REQUIRED WORK:
Return every line of the entries below verbatim, with the images omitted.

***

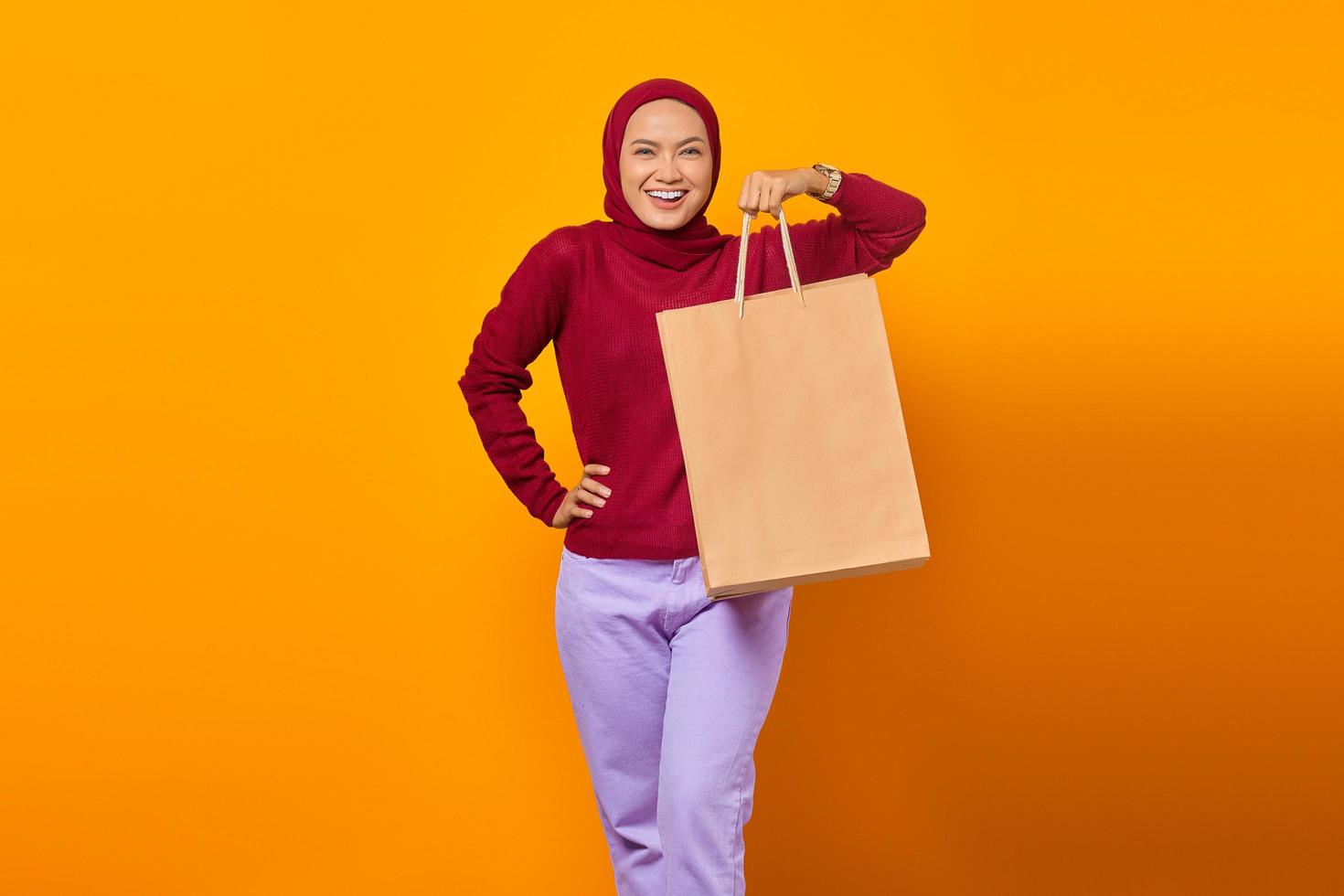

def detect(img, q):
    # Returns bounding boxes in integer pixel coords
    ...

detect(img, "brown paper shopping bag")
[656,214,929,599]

***

TASK RESPONSE:
def detect(img, q):
    # Returns bounding boxes in integer pixel coords
    ...

detect(img, "brown paper shopping bag")
[656,214,929,599]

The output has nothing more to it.